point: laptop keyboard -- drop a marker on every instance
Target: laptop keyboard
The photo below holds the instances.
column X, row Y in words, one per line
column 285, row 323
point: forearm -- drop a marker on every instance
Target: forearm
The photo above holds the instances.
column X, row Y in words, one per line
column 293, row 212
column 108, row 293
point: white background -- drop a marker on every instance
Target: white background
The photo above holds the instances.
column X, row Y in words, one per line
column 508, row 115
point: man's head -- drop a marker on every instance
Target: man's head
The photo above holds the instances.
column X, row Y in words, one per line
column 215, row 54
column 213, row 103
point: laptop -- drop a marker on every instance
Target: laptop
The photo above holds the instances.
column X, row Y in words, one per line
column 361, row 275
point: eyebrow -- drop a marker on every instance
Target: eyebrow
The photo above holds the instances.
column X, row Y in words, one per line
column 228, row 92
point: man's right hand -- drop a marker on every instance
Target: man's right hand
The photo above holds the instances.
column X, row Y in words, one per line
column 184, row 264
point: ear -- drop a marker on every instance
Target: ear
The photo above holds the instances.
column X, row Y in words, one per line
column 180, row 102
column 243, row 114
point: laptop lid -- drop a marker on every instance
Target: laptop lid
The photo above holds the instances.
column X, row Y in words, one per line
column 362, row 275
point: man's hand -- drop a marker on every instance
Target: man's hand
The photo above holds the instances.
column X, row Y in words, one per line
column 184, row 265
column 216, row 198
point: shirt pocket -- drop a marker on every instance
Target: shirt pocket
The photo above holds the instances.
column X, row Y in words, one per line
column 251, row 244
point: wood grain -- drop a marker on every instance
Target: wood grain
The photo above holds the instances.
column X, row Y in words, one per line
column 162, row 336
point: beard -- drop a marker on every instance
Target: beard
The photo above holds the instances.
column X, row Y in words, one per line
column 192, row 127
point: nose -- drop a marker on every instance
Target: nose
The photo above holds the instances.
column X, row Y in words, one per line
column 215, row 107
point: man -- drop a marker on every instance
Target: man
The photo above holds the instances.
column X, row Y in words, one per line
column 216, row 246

> **About this exercise**:
Write the records out again. Each one must match exactly.

> **Written answer**:
point: laptop keyboard -- drop a marker on every instance
Target: laptop keyboard
The photo below holds the instances.
column X, row Y in words, one per line
column 285, row 323
point: forearm -- drop a marker on every instance
Target: forearm
The photo above holds the instances.
column X, row Y in words, one per line
column 293, row 212
column 108, row 293
point: white background -- drop a marker on every instance
Target: white background
The photo above holds the instances.
column X, row Y in words, one per line
column 508, row 115
point: man's head -- drop a marker on every instance
Target: man's head
The photo above holds the instances.
column X, row Y in words, one per line
column 215, row 54
column 213, row 103
point: laptop -- drop a marker on every instance
Target: laptop
The photo above holds the instances.
column X, row Y in words, one per line
column 361, row 275
point: eyebrow -- drop a marker on every instance
Target: eyebrow
The photo above holds the instances.
column X, row Y in words, one per line
column 228, row 92
point: man's right hand -- drop a marker on every instance
Target: man's right hand
The photo above holds the instances.
column X, row Y in words, one per line
column 184, row 264
point: ear -- drop a marker on every instance
Target: ear
The photo above holds the instances.
column X, row Y in words, one per line
column 180, row 102
column 243, row 114
point: laptop lid -- drop a marker on every instance
Target: laptop lid
The photo above holds the instances.
column X, row Y in words, one per line
column 362, row 275
point: man's hand -- drop a marker on every instance
Target: man's hand
The photo above holds the instances.
column X, row Y in words, one per line
column 184, row 265
column 216, row 198
point: shirt pocket -- drop a marker on every instance
Target: shirt pocket
The photo above holds the instances.
column X, row Y in words, one per line
column 251, row 244
point: wood grain -- drop a marker on every instance
Target: wood grain
The photo above holds the instances.
column X, row Y in words, one per line
column 162, row 336
point: beard -- drop a marker on every instance
Target: beard
The photo above holds the instances.
column X, row Y in words, one per line
column 192, row 127
point: nose -- drop a marker on every instance
Target: nose
The photo above holds the instances.
column X, row Y in words, one per line
column 215, row 107
point: man -- drop a marker on every instance
Target: man
The photo above holds the instances.
column X, row Y in words, one per line
column 216, row 246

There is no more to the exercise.